┌──
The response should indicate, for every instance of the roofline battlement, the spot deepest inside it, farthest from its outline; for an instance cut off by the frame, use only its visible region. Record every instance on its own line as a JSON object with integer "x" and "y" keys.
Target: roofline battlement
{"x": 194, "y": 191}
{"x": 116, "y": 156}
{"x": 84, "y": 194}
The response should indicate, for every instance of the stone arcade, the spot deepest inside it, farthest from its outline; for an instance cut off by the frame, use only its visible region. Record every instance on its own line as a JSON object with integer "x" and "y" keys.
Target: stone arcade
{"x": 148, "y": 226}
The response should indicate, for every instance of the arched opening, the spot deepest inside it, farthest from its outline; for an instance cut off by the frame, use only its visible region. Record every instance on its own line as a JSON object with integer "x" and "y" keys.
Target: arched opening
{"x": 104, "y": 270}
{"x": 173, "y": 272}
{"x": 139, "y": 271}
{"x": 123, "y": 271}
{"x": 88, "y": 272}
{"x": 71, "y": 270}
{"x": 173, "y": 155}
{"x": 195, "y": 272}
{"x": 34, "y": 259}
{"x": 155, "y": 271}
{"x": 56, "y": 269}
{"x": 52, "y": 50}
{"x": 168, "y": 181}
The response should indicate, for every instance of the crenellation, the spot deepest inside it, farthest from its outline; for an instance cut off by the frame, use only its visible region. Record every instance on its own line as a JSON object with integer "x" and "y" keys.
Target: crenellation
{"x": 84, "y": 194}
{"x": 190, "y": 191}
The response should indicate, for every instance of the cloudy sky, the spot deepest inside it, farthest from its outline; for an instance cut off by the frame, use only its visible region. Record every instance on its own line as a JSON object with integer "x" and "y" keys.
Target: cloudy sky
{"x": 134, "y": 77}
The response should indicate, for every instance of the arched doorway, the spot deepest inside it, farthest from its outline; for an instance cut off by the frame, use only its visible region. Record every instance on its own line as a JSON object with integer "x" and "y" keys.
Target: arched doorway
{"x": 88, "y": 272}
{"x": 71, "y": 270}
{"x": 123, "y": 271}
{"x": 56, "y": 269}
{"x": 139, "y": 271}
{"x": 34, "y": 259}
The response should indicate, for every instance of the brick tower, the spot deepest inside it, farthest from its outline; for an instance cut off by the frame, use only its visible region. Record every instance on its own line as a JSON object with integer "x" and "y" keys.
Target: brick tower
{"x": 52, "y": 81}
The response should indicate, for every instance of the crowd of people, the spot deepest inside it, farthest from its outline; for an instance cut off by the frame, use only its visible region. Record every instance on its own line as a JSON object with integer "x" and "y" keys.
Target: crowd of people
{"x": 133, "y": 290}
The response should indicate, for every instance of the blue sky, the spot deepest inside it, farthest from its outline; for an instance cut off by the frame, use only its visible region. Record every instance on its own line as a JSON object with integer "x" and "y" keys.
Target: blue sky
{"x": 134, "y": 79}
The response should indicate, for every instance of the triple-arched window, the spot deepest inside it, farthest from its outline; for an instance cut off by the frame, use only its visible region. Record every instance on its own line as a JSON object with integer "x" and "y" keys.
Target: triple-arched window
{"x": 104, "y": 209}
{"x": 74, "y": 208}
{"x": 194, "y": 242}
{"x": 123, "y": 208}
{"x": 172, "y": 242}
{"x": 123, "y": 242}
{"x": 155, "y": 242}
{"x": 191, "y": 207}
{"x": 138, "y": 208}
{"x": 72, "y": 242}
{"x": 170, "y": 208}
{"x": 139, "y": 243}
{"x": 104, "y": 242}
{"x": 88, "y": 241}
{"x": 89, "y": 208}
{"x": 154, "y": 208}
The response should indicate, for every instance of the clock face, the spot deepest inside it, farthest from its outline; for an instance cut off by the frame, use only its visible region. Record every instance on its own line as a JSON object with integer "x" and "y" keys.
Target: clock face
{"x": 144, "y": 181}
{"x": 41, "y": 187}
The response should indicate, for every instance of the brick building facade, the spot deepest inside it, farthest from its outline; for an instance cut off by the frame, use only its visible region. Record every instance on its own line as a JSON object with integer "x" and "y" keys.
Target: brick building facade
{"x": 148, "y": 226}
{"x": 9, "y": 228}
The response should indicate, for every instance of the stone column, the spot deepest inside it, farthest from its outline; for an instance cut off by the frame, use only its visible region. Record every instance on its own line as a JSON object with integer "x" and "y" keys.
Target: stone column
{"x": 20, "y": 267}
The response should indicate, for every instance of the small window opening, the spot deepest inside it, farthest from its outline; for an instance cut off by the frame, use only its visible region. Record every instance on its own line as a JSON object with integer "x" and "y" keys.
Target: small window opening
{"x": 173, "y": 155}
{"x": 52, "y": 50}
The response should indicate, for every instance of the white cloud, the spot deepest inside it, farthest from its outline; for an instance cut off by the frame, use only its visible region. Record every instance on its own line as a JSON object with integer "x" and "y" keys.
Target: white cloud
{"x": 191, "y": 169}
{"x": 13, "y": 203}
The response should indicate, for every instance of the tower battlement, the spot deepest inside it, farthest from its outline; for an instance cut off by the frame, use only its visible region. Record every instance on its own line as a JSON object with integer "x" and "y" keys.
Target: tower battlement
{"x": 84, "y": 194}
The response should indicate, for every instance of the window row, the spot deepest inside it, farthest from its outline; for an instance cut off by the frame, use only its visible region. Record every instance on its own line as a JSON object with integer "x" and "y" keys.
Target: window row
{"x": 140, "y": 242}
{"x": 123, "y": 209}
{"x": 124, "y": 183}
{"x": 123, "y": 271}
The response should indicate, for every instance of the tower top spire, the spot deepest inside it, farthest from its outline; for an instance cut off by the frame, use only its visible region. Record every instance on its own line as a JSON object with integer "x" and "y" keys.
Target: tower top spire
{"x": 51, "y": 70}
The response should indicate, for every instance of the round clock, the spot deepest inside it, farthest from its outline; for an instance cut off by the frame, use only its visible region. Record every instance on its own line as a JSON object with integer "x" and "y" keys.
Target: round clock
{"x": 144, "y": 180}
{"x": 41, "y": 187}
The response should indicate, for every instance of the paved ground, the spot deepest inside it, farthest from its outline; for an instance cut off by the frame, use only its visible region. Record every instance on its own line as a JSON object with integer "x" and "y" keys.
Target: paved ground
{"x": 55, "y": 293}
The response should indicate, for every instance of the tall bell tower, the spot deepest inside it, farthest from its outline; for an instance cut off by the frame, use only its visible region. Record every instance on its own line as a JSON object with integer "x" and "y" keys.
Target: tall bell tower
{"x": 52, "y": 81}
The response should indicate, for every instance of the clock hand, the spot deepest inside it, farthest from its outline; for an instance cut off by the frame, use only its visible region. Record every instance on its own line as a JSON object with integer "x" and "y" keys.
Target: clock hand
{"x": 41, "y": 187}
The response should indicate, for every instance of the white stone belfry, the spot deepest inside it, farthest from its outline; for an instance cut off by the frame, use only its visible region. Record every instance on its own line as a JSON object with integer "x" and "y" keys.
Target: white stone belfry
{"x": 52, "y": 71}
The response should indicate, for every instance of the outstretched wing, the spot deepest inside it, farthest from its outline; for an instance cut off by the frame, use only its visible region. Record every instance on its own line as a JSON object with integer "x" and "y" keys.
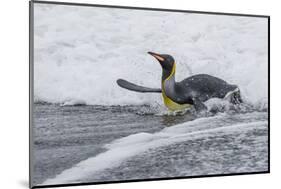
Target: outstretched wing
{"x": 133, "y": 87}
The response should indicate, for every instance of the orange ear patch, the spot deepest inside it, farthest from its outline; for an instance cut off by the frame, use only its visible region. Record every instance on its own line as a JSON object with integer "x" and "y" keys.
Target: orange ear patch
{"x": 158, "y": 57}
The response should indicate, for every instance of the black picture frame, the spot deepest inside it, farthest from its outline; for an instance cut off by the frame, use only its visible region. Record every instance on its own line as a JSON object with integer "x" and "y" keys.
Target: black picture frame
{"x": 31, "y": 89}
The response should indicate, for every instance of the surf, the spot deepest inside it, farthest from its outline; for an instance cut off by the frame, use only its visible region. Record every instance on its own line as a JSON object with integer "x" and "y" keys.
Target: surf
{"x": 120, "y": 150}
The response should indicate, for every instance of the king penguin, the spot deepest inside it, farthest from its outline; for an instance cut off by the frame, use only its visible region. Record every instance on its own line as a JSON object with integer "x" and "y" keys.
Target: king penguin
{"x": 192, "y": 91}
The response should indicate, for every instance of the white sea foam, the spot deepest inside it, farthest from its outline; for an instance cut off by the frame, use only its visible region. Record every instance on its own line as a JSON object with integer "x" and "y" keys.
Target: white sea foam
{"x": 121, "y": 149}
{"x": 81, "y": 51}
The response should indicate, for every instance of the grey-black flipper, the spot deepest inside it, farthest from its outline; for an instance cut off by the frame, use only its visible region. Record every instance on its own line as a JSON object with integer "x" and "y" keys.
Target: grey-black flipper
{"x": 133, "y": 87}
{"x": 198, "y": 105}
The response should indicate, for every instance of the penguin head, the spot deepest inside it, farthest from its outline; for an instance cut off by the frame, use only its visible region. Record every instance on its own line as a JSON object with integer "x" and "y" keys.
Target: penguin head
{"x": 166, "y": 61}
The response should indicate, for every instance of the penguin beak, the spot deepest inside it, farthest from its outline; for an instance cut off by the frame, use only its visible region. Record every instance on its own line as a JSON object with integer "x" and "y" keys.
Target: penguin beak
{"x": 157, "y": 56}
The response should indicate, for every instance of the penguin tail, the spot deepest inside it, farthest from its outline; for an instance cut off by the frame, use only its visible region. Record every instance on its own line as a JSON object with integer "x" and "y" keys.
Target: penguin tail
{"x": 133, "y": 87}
└──
┌──
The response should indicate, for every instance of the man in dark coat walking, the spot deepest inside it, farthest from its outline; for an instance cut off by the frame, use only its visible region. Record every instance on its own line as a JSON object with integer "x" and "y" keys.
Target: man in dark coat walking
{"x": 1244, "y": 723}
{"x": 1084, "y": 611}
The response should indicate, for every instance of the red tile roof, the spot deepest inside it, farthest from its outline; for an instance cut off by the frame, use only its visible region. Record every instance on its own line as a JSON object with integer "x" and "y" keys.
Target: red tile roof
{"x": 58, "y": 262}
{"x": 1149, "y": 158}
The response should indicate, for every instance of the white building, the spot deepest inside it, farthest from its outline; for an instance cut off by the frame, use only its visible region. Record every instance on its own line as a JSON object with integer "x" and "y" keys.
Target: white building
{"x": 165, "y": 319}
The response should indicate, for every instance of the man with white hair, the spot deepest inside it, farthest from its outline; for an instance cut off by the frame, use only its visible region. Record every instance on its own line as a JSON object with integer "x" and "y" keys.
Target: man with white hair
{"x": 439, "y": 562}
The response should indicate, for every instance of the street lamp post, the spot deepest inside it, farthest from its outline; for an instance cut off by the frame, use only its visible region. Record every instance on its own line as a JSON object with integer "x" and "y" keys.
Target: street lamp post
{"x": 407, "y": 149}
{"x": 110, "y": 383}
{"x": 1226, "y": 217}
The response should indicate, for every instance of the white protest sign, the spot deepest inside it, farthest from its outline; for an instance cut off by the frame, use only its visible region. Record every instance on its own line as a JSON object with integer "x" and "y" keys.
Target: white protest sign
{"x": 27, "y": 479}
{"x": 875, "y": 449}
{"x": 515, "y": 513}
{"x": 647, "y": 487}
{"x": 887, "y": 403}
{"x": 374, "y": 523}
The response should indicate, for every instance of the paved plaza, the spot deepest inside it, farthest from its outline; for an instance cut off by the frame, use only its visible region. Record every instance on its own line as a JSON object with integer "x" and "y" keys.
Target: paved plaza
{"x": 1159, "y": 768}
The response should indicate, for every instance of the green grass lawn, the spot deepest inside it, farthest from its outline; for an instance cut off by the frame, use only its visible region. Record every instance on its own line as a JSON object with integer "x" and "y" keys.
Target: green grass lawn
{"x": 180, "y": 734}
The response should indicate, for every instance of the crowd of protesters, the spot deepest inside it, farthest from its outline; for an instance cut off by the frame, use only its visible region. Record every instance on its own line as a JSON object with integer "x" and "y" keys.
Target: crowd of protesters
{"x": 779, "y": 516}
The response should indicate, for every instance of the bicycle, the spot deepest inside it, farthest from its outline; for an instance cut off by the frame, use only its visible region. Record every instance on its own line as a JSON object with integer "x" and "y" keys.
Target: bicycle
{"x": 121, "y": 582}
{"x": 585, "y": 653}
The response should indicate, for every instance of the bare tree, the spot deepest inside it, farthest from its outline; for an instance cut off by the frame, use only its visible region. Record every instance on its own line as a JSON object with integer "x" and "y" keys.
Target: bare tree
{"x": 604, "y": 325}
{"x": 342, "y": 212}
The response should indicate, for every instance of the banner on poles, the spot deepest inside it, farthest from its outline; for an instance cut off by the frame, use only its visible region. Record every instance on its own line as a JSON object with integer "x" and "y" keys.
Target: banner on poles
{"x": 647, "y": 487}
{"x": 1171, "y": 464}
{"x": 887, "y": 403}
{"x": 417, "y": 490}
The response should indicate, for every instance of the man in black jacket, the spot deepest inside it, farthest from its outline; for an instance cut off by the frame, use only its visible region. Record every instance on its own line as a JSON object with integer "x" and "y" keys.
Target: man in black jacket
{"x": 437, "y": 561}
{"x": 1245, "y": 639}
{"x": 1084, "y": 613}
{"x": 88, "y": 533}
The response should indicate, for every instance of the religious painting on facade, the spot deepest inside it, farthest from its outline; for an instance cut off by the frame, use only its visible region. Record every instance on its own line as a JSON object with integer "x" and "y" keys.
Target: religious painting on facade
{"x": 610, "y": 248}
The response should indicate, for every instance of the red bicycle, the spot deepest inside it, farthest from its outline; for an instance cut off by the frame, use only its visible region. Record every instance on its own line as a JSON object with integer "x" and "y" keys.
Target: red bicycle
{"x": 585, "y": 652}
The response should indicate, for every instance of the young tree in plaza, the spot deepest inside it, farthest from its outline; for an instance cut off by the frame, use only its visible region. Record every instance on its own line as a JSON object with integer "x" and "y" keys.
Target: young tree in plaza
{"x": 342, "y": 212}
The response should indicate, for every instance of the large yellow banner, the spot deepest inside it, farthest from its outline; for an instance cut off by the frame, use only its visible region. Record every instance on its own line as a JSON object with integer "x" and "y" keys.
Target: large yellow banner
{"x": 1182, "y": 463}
└──
Required work » Which lines in the entries above contain the string "dark"? Report each such line in full, treating uppercase and lowercase letters as distinct.

Response »
The response should indicate, for every instance of the man in dark coat walking, the spot deepest inside it, farthest from its outline; for an instance cut off by the frame, use only its visible region. Record every instance on its own line as a JSON object with integer "x" and "y" keys.
Target: man in dark coat walking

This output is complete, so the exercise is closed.